───── TEXT PROVIDED

Occupy could have also included Buena Vista High School in its list of austerity consequences. The Michigan school was closed six weeks early because the district—comprising 400 mostly black, mostly poor students—doesn’t have enough money to continue operations. The district has laid off all its teachers and all but three employees.

On the West Coast, another offshoot of the Occupy movement, Occupy The Farm, experienced a resurgence this week when activists returned to a plot of land owned by the University of California where a few of them had been arrested earlier in the day.

The activists had moved in over the weekend in order to plant crops.

Last spring, I wrote about Occupy the Farm’s efforts to highlight the issues of food sovereignty, climate change and the overall health of society. At the time, OTF activists had moved onto the Gill Tract, a patch of land along the San Pablo Avenue in Albany, California. The location was chosen because Gill Tract contains the last acres of Class One soil left in the urbanized East Bay. According to the group, ninety percent of the original land has been paved over and developed, irreversibly contaminating the land.

“We envision a future of food sovereignty,” OTF stated, “in which our East Bay communities make use of available land—occupying it where necessary—for sustainable agriculture to meet local needs.”

──────────
───── EXCERPTED DATA

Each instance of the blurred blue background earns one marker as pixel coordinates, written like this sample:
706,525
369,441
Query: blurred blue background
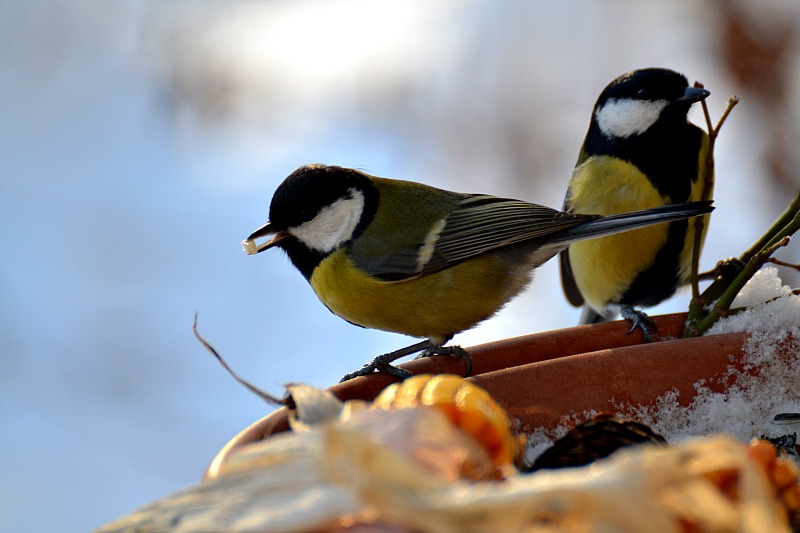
140,141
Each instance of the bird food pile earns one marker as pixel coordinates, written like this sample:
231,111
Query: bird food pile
435,453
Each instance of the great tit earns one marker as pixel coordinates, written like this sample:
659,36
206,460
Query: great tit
409,258
640,152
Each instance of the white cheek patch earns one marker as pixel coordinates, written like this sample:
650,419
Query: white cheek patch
333,225
623,117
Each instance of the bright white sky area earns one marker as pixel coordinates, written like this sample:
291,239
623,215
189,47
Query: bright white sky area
140,142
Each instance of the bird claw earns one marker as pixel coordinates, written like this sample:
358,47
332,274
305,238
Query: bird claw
453,351
639,320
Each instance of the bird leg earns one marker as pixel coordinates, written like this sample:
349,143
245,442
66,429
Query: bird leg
638,319
383,363
454,351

──────────

> TASKS TO COMPLETE
a) Print the section of the Occupy the Farm text from "Occupy could have" up to and including "in the day.".
b) According to the text about Occupy the Farm, why was the Gill Tract chosen as the location?
c) Go on with the text about Occupy the Farm from the point where it stops.

> RESPONSES IN ORDER
a)
Occupy could have also included Buena Vista High School in its list of austerity consequences. The Michigan school was closed six weeks early because the district—comprising 400 mostly black, mostly poor students—doesn’t have enough money to continue operations. The district has laid off all its teachers and all but three employees.

On the West Coast, another offshoot of the Occupy movement, Occupy The Farm, experienced a resurgence this week when activists returned to a plot of land owned by the University of California where a few of them had been arrested earlier in the day.

b) It contains the last acres of Class One soil left in the urbanized East Bay.

c)
Food sovereignty is really an issue of food security, which is why this movement has been embraced at a global level. La Via Campesina, an international movement that coordinates peasant organizations of small producers, agricultural workers, rural women and indigenous communities from Asia, Africa, the Americas and Europe, defines food sovereignty as “the right of people to define agriculture and food policy, including prioritizing local agricultural production, access of peasants and landless people to land, water, seeds and credit.”

A healthy society eats good food and ensures the sovereignty and dignity of the people growing its food.

OTF activists have returned a year later to Gill Tract in order to fight the same battle. “This space is really important,” said organizer Lesley Haddock. “We’re not going away.”

“We feel that as public land, we all have a stake on what happens to it. We like to see it turned into an urban farm and we intend to see that happen,” said Haddock.

The university plans to develop the lot into a senior housing complex and a national chain grocery store.

University police officers have warned the activists they could be arrested for trespassing, but thus far the standoff remains peaceful.

While Congress dallies on immigration reform, groups are calling for the Obama administration to stop deporting people who are set to gain documented status. Read Aura Bogado’s take.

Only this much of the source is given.